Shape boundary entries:

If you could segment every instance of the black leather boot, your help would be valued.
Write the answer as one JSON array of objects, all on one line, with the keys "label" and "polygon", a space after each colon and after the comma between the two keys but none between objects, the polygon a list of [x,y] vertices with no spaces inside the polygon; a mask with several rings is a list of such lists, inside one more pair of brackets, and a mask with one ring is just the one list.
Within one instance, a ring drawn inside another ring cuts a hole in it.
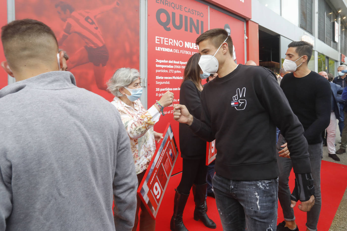
[{"label": "black leather boot", "polygon": [[194,202],[195,204],[195,208],[194,210],[194,220],[198,221],[200,219],[206,227],[215,229],[217,225],[208,216],[205,207],[207,183],[200,185],[197,185],[196,187],[194,197]]},{"label": "black leather boot", "polygon": [[[192,190],[193,192],[193,196],[194,196],[194,198],[195,198],[195,190],[196,190],[196,185],[195,184],[193,184],[193,187],[192,187]],[[206,212],[207,212],[207,203],[206,202],[206,198],[205,197],[205,211]]]},{"label": "black leather boot", "polygon": [[175,190],[176,193],[174,201],[174,215],[170,222],[170,229],[172,231],[188,231],[183,224],[182,217],[189,194],[180,193],[176,188]]}]

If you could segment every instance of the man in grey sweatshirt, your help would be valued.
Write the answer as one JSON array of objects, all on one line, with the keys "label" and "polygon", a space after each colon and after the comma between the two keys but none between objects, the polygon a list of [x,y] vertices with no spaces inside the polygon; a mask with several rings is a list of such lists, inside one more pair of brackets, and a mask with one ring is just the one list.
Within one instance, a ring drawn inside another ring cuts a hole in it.
[{"label": "man in grey sweatshirt", "polygon": [[137,181],[116,108],[59,71],[44,24],[13,21],[1,40],[17,82],[0,91],[0,230],[131,230]]}]

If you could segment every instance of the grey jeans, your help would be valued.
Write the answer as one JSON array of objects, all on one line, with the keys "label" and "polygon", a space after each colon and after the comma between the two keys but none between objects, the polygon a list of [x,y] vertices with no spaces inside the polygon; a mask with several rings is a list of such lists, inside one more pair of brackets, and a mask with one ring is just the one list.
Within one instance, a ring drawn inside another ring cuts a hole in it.
[{"label": "grey jeans", "polygon": [[276,230],[278,178],[232,180],[216,174],[212,183],[223,230]]},{"label": "grey jeans", "polygon": [[[282,135],[280,135],[277,143],[278,151],[283,148],[281,145],[286,141]],[[308,145],[308,153],[311,163],[312,176],[314,182],[314,205],[311,210],[307,213],[306,226],[310,231],[317,230],[317,224],[319,218],[322,205],[321,197],[321,163],[323,158],[323,142]],[[278,199],[283,211],[283,216],[286,221],[294,221],[294,210],[290,207],[290,194],[288,182],[289,175],[293,166],[290,159],[278,157],[277,163],[280,169],[278,177]]]}]

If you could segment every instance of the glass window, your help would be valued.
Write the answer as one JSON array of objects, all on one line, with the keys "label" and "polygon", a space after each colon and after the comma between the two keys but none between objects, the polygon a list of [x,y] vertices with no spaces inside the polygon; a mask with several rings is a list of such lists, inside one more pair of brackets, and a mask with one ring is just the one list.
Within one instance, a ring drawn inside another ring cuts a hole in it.
[{"label": "glass window", "polygon": [[281,0],[281,15],[295,26],[299,26],[299,0]]},{"label": "glass window", "polygon": [[259,0],[259,1],[261,4],[269,7],[272,11],[279,15],[281,14],[280,0]]},{"label": "glass window", "polygon": [[332,74],[333,76],[335,76],[335,61],[332,59],[329,59],[329,73]]},{"label": "glass window", "polygon": [[312,34],[312,0],[300,0],[300,27]]},{"label": "glass window", "polygon": [[[318,60],[319,62],[319,60]],[[314,51],[312,52],[312,56],[308,61],[308,63],[307,64],[307,67],[312,71],[314,71]]]},{"label": "glass window", "polygon": [[288,45],[292,42],[293,41],[290,39],[281,35],[280,36],[280,57],[281,59],[280,60],[281,62],[280,66],[281,68],[282,68],[282,65],[284,59],[286,58],[286,53],[288,50]]},{"label": "glass window", "polygon": [[325,55],[318,52],[318,72],[325,71]]}]

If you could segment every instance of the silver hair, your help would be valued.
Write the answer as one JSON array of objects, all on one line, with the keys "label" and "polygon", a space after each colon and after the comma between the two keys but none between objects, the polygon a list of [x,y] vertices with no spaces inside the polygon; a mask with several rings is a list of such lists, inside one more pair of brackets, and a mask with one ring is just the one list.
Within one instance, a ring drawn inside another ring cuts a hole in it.
[{"label": "silver hair", "polygon": [[338,68],[345,68],[345,70],[347,69],[347,66],[346,66],[344,64],[342,64],[342,65],[340,65],[339,66],[337,67]]},{"label": "silver hair", "polygon": [[280,69],[280,74],[282,73],[286,73],[286,71],[284,70],[284,68],[281,68]]},{"label": "silver hair", "polygon": [[129,68],[119,68],[107,82],[107,90],[115,96],[122,96],[119,89],[128,87],[139,78],[140,73],[136,69]]}]

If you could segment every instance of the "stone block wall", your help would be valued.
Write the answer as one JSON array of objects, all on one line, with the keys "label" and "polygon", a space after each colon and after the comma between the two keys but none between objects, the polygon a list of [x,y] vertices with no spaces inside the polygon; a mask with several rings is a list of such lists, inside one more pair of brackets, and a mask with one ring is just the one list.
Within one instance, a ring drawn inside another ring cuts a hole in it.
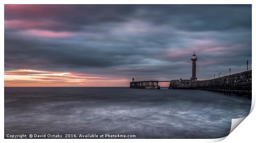
[{"label": "stone block wall", "polygon": [[251,98],[251,70],[210,80],[173,80],[169,89],[198,89]]}]

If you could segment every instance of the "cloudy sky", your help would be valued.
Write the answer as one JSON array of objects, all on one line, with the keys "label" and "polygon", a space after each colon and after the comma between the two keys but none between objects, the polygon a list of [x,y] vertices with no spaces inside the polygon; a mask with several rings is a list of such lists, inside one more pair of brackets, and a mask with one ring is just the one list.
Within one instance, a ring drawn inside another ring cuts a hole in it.
[{"label": "cloudy sky", "polygon": [[251,61],[251,5],[5,5],[5,87],[203,79]]}]

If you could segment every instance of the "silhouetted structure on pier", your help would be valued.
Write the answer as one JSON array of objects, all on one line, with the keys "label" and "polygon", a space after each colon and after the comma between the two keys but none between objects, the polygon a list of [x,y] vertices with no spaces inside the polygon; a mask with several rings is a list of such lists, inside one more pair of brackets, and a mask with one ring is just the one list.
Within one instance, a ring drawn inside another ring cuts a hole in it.
[{"label": "silhouetted structure on pier", "polygon": [[194,53],[195,52],[194,52],[194,54],[191,57],[191,60],[192,60],[192,77],[190,78],[190,79],[192,80],[197,79],[197,78],[196,77],[196,61],[197,60],[197,57]]}]

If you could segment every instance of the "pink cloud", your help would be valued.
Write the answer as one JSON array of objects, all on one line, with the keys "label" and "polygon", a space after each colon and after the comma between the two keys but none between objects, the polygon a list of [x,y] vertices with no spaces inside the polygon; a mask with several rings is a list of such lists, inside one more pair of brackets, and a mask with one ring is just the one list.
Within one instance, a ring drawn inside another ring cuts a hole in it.
[{"label": "pink cloud", "polygon": [[49,28],[56,28],[61,26],[61,23],[51,21],[5,20],[5,28],[6,29],[23,30]]},{"label": "pink cloud", "polygon": [[67,32],[54,32],[50,30],[28,30],[26,32],[29,34],[34,36],[45,38],[63,38],[71,37],[76,34]]}]

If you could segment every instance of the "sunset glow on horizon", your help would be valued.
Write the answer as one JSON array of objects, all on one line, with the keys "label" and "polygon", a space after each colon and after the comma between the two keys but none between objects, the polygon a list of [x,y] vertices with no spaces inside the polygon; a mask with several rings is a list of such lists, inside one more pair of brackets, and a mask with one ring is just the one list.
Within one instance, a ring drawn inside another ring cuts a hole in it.
[{"label": "sunset glow on horizon", "polygon": [[198,79],[251,63],[250,5],[5,5],[4,18],[6,87],[189,79],[194,52]]},{"label": "sunset glow on horizon", "polygon": [[5,87],[127,87],[128,80],[95,75],[21,69],[5,72]]}]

STATED PROBLEM
Count the lines in the records above that contain the string "black". Reply with the number alone.

WRITTEN ANSWER
2